**Requirement**
Transcribe the stretch of the material from the line containing "# point at: dark wood door" through the line containing "x=204, y=272", character for character.

━━━━━━━━━━━━━━━━━━━━

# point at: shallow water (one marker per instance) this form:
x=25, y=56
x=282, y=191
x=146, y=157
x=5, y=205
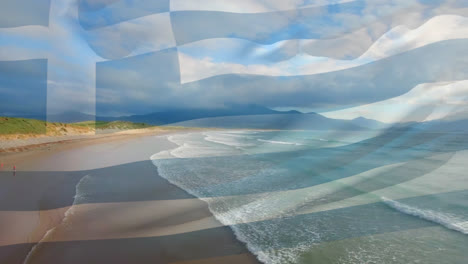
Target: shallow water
x=331, y=197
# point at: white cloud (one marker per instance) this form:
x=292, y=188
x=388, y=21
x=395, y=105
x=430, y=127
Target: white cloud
x=436, y=100
x=397, y=40
x=248, y=6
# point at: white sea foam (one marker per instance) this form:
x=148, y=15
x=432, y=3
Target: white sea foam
x=447, y=220
x=280, y=142
x=232, y=140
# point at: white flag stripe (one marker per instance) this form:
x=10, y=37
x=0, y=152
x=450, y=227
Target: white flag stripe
x=133, y=37
x=444, y=100
x=248, y=6
x=397, y=40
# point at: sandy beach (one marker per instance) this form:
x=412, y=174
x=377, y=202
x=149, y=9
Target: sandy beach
x=101, y=200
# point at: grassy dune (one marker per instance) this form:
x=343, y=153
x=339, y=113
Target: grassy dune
x=123, y=125
x=25, y=128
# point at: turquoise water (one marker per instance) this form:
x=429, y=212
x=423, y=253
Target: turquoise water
x=331, y=197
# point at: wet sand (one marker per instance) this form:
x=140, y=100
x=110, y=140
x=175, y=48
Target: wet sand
x=102, y=201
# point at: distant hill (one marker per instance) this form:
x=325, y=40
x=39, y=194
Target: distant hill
x=274, y=121
x=180, y=115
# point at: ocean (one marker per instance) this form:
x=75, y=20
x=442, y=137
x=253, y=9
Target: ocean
x=394, y=196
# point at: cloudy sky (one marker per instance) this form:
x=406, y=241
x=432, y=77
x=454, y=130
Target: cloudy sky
x=389, y=60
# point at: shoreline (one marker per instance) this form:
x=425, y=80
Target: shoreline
x=142, y=211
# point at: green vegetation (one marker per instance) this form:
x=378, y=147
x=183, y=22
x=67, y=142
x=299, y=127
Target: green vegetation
x=9, y=125
x=112, y=125
x=12, y=126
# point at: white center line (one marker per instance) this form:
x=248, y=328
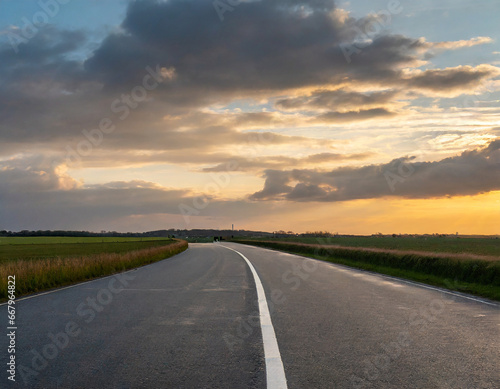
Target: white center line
x=275, y=373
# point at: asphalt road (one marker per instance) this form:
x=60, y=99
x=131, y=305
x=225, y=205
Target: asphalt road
x=192, y=321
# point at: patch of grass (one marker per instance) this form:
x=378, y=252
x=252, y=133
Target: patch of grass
x=479, y=277
x=35, y=275
x=478, y=246
x=43, y=249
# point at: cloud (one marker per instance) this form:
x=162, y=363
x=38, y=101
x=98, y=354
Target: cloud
x=238, y=163
x=451, y=81
x=453, y=45
x=337, y=99
x=470, y=173
x=350, y=116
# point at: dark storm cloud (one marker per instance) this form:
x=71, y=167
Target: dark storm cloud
x=469, y=173
x=48, y=96
x=272, y=44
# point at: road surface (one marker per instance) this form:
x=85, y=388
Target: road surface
x=194, y=321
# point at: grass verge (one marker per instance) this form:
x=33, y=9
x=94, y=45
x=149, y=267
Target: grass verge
x=478, y=277
x=35, y=275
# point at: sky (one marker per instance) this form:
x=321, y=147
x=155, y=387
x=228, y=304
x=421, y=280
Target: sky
x=356, y=117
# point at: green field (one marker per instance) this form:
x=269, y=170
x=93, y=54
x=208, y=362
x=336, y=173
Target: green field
x=50, y=247
x=44, y=263
x=68, y=239
x=477, y=246
x=471, y=266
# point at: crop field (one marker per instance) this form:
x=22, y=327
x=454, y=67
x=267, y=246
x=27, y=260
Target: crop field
x=50, y=247
x=470, y=265
x=477, y=246
x=57, y=262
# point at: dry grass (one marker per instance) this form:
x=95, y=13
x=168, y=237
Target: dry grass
x=36, y=275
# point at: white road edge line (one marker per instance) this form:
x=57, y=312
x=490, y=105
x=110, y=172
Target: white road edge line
x=275, y=373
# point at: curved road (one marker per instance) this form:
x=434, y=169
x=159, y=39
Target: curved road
x=192, y=321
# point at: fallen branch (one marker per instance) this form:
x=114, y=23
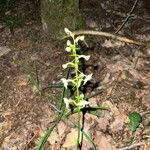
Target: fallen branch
x=106, y=34
x=132, y=146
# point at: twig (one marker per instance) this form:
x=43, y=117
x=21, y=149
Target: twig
x=106, y=34
x=127, y=18
x=132, y=146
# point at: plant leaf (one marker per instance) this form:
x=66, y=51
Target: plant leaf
x=135, y=120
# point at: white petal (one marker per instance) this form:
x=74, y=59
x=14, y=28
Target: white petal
x=82, y=38
x=65, y=66
x=68, y=43
x=85, y=57
x=65, y=82
x=67, y=31
x=79, y=38
x=83, y=103
x=66, y=102
x=87, y=78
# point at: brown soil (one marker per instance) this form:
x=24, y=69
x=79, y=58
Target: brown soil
x=122, y=70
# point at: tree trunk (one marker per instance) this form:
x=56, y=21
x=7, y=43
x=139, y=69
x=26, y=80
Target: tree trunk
x=58, y=14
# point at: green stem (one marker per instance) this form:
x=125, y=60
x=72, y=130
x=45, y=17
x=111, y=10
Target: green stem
x=77, y=91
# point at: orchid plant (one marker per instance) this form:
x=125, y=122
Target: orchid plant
x=79, y=79
x=77, y=102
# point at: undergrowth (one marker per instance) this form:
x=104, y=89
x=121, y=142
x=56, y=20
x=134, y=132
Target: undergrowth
x=76, y=102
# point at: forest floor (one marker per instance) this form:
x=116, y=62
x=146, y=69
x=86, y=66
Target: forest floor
x=120, y=70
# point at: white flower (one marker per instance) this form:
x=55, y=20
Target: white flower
x=69, y=102
x=68, y=49
x=81, y=38
x=85, y=57
x=67, y=31
x=81, y=96
x=83, y=103
x=87, y=78
x=81, y=76
x=65, y=66
x=65, y=82
x=66, y=102
x=68, y=43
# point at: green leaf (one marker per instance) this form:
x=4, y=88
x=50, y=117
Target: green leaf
x=135, y=120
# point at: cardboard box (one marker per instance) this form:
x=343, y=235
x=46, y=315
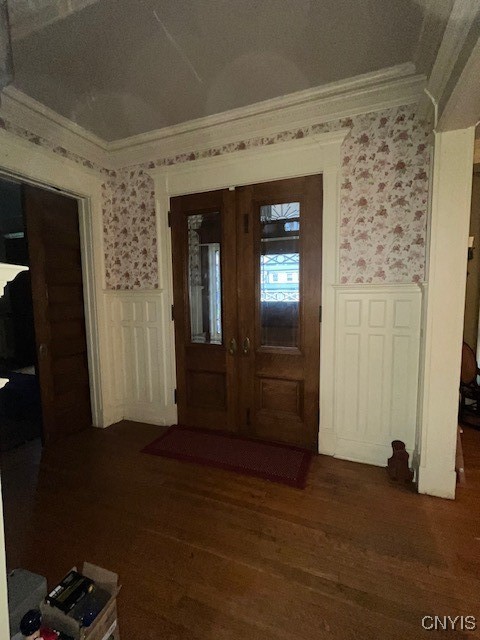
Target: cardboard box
x=105, y=624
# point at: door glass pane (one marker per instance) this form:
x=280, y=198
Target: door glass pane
x=204, y=277
x=280, y=274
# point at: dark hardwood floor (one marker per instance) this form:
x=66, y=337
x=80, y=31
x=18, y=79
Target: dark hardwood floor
x=207, y=554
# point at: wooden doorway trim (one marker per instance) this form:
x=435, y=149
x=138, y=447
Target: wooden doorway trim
x=23, y=161
x=307, y=156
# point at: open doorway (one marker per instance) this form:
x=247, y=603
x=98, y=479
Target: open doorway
x=20, y=405
x=469, y=421
x=45, y=394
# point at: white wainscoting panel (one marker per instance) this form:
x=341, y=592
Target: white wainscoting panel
x=376, y=372
x=141, y=384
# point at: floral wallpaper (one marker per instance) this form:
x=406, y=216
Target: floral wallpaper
x=383, y=195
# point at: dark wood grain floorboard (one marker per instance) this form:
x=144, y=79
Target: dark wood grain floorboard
x=203, y=553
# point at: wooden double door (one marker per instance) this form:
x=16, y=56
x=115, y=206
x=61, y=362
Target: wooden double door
x=247, y=303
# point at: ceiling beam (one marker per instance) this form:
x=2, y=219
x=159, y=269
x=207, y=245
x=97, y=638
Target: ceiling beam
x=27, y=17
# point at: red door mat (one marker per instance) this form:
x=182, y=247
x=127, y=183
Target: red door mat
x=276, y=462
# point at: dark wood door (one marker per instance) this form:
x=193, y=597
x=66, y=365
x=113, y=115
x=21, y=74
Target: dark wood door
x=204, y=273
x=280, y=288
x=259, y=375
x=58, y=307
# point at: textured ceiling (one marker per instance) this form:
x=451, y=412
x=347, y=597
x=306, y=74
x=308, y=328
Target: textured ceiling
x=122, y=67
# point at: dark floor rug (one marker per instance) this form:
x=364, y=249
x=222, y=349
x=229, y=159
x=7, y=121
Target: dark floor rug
x=276, y=462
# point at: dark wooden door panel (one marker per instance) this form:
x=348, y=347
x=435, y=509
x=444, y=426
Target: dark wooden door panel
x=57, y=291
x=280, y=286
x=263, y=379
x=204, y=272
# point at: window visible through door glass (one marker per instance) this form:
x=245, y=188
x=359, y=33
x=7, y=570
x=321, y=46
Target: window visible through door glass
x=204, y=277
x=280, y=274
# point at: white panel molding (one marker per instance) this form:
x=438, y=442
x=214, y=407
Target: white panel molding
x=308, y=156
x=29, y=114
x=21, y=160
x=377, y=345
x=137, y=332
x=476, y=152
x=444, y=314
x=391, y=87
x=383, y=89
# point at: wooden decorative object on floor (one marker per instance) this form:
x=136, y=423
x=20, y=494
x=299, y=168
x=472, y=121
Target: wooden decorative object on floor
x=397, y=467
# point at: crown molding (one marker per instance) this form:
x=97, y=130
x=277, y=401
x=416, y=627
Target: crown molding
x=391, y=87
x=383, y=89
x=27, y=113
x=435, y=19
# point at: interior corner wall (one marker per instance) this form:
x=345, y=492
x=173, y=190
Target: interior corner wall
x=472, y=293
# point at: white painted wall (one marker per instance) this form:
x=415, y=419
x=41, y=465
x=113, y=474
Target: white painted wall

━━━━━━━━━━━━━━━━━━━━

**Exercise response**
# point at: dark wood door (one marker per instance) this form:
x=193, y=597
x=66, y=365
x=113, y=115
x=21, y=74
Target: dark wood door
x=204, y=273
x=280, y=288
x=259, y=375
x=58, y=307
# point at: textured ceiling (one marker per instance) this form:
x=451, y=412
x=347, y=597
x=306, y=74
x=308, y=328
Target: textured ceiling
x=122, y=67
# point at: dark floor rug (one marker per instance) this form:
x=364, y=249
x=222, y=349
x=229, y=159
x=7, y=121
Target: dark floor rug
x=276, y=462
# point at: dark wooden door panel (one marker per instance) this form:
x=348, y=347
x=435, y=509
x=444, y=426
Target: dark wooden door panel
x=57, y=291
x=280, y=286
x=263, y=379
x=204, y=272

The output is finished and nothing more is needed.